> [Excerpt]:
[Start of section]

Highlights & Insights

  • A key highlight of this paper is the granular decomposition of long-form TTS failure modes. It does not just ask "which model is best," but rather where models lose out in terms of timbre, reverb, prosody, and expressive hierarchy.
  • SwanBench-Speech is highly relevant to real-world applications. The 17 scenarios correspond to speech forms actually encountered by users, making the results more effective for guiding model iteration than single-reading tests.
  • Human perception alignment makes the evaluation protocol credible. For expressiveness metrics in particular, without manual SRCC validation, they risk becoming another uninterpretable model score.
  • An important insight is that "long-form capability" cannot be solved simply by a larger context window. Speech models require training data that is temporally continuous, acoustically stable, and expressively structured at the paragraph level.

Limitations & Future Work

  • Limited language coverage. SwanBench-Speech currently covers mainly Chinese and English; low-resource languages, dialects, and accents are not yet fully included.
  • Semantic understanding metrics are still preliminary. The paper admits that current metrics prioritize acoustic consistency over transitions in emotion and style driven by deep semantics.
  • Reference timbre lacks diversity. Prompt speech in experiments primarily comes from approximately 20 open-source speakers, which may introduce timbre bias.
  • Expressiveness evaluation partially relies on the closed-source model Gemini3-Pro, affecting reproducibility if API updates occur; future work could distill an open-source evaluator.

[End of section]

> [What you will do]:
A. In the SwanBench-Speech excerpt, about how many open-source speakers does the prompt speech in the experiments mainly come from?
B. Continue the SwanBench-Speech excerpt from its last sentence.

[Data records]

[Start of section]

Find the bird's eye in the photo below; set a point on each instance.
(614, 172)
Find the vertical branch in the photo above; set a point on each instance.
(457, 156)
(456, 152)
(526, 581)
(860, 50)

[End of section]

> [Replies]:
A. Approximately 20.

B.
  • Future directions should include broader language coverage, stronger open expressive evaluators, more real long-context recordings, and curriculum training from sentence-level to paragraph-level.
  • vs. SeedTTS-Eval / EmergentTTS-Eval: These benchmarks cover some short speech or limited scenarios. SwanBench-Speech's advantage lies in the completeness of its 17 scenarios and long-form dimensions, though at the cost of a more complex evaluation protocol.
  • vs. MultiDialog / LibriSpeech-long: The latter provide long text or dialogue materials, but their metrics may not fully capture expressive hierarchy. This paper integrates data coverage with multi-dimensional automatic metrics for better model diagnostics.
  • vs. MOS / WER single-metric evaluation: While easy to use, MOS and WER conflate multiple failure modes. SwanBench-Speech suggests that long-form generation quality should be decomposed into addressable sub-problems.
  • Insights for subsequent research: To improve long-form TTS, researchers should not only pursue larger models but also design specific training objectives and data recipes targeting reverb drift, paragraph prosody, emotional hierarchy, and high-quality continuous data.

Rating

  • Novelty: ⭐⭐⭐⭐ The technical form of the benchmark paper is not radical, but the organization of 3 axes, 7 metrics, and 17 scenarios is highly diagnostic.
  • Experimental Thoroughness: ⭐⭐⭐⭐⭐ Covers over 20 models, both single-speaker and dialogue tasks, with human correlation validation; the experimental scale is robust.
  • Writing Quality: ⭐⭐⭐⭐ The structure is clear and metrics are well-explained; some tables have high information density requiring careful reading.
  • Value: ⭐⭐⭐⭐⭐ Highly practical for the long-form TTS field, directly informing researchers that current models lack long-range consistency and expressive structure rather than just sound quality.